#### WHAT IS REQUIRED
Repeat exactly the lines below that lie between the line with "the white boat" and the line with "of the tower", counting both of those lines as part of the answer.

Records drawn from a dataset
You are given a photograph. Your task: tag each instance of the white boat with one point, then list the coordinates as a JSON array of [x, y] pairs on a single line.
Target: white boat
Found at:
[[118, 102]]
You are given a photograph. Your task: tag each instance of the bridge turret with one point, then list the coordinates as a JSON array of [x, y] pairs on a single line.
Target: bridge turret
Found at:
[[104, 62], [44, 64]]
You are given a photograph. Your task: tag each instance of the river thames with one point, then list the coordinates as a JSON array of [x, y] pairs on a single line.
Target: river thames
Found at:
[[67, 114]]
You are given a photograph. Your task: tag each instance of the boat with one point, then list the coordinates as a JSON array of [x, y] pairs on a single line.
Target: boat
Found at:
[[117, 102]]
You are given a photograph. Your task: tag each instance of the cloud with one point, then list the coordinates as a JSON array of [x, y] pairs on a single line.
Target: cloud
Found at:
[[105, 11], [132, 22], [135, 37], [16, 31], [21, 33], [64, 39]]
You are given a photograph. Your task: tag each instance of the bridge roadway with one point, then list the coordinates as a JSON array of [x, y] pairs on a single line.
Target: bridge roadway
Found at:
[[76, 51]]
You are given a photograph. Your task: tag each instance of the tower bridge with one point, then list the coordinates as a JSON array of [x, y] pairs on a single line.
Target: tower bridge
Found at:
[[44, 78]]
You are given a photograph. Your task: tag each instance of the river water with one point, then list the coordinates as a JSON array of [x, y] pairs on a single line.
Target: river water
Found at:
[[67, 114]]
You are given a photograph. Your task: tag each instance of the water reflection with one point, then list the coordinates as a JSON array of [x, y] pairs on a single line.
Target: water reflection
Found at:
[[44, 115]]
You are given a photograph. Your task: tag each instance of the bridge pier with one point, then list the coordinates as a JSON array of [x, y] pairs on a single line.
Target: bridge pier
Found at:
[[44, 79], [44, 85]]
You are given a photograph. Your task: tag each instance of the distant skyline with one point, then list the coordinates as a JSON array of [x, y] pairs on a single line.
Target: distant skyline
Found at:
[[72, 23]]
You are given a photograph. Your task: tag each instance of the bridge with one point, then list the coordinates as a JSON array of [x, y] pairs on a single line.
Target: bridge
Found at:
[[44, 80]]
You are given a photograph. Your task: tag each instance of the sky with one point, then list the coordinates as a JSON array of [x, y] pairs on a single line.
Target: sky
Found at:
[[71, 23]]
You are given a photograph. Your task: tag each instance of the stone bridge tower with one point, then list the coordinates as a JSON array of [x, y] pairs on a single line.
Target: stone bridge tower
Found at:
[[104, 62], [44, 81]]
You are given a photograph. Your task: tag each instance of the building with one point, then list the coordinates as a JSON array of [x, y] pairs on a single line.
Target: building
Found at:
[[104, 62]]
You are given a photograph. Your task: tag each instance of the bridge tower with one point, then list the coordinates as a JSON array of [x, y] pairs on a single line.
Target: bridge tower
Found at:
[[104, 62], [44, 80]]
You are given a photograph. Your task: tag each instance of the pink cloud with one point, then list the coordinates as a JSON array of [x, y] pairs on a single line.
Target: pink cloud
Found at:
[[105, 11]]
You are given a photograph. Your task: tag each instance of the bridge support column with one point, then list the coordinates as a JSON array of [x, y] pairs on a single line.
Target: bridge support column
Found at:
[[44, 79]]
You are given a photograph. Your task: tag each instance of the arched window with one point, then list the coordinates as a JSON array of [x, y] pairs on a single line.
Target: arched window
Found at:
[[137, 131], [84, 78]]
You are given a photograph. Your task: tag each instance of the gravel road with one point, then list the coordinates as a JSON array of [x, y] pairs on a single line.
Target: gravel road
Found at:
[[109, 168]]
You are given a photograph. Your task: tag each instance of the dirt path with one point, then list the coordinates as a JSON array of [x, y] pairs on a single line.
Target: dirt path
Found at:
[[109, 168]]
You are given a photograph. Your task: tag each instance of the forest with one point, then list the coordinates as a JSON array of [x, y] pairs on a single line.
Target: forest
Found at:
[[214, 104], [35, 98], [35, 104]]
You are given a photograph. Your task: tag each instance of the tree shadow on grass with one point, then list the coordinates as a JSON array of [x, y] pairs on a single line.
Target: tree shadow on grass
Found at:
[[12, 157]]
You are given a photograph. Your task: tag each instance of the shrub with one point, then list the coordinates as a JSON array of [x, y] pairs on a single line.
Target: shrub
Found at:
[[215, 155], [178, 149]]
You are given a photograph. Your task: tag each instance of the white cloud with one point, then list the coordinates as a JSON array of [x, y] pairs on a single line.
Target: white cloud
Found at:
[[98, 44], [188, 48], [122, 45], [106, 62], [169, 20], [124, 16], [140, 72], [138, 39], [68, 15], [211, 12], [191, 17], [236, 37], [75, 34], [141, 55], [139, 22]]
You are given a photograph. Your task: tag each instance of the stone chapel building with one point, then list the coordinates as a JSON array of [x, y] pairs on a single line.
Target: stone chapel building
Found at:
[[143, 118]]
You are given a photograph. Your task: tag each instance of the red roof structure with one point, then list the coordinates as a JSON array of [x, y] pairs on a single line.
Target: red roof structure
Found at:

---

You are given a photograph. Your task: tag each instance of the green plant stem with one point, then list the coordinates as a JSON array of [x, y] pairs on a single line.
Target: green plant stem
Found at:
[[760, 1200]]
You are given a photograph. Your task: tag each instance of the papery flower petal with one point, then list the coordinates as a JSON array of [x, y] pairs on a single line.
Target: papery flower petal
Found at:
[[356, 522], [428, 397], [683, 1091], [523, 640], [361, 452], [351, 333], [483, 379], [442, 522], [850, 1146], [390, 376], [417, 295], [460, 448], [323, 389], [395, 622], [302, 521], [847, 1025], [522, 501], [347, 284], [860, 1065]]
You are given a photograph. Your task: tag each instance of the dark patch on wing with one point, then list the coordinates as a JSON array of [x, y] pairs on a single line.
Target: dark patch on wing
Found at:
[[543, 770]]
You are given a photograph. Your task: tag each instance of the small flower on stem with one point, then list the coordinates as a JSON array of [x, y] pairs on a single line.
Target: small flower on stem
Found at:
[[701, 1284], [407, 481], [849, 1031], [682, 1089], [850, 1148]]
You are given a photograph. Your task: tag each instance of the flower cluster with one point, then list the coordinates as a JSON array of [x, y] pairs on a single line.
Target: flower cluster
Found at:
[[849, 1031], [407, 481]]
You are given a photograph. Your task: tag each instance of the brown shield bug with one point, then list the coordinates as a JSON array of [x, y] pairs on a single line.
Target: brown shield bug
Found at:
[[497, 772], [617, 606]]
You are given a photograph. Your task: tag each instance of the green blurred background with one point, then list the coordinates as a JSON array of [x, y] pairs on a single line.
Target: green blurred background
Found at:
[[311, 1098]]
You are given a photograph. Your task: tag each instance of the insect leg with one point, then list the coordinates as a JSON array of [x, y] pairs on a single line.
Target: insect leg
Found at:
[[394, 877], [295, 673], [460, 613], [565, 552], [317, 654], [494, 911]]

#### OUTPUT OF THE EXERCISE
You are given a photograph. Your task: tag each instance of the white boat with one point, then list the coordinates as a JSON array of [x, y] pairs on a single line.
Target: white boat
Found at:
[[118, 102]]
You are given a photograph. Your task: tag each instance of the bridge turret with one point, then list the coordinates as a JSON array of [x, y] pairs on a single line.
Target: bridge turret
Found at:
[[104, 62], [44, 64]]
You are given a photograph. Your task: tag each instance of the river thames with one point, then list the coordinates as a JSON array of [x, y] pairs on a single line.
Target: river thames
Found at:
[[67, 114]]
You are given a photograph. Your task: tag each instance of the boat with one point, then list the coordinates as a JSON array of [x, y] pairs on a single line.
Target: boat
Found at:
[[117, 102]]
You are given a photograph. Your task: tag each instance of the cloud with one point, then list the coordinates as a JSON array of [x, y] pairs on a single line.
Target: cloud
Found at:
[[105, 11], [132, 22], [135, 37], [16, 31], [21, 33], [64, 39]]
You are given a photograph. Your task: tag each instance of the bridge roadway with one point, then list the coordinates as a JSON array of [x, y] pairs on a single line.
Target: bridge roadway
Found at:
[[76, 51]]
You are given a photograph. Your task: tag each instance of the tower bridge with one point, then list the coordinates as a JSON array of [x, y] pairs on a single line.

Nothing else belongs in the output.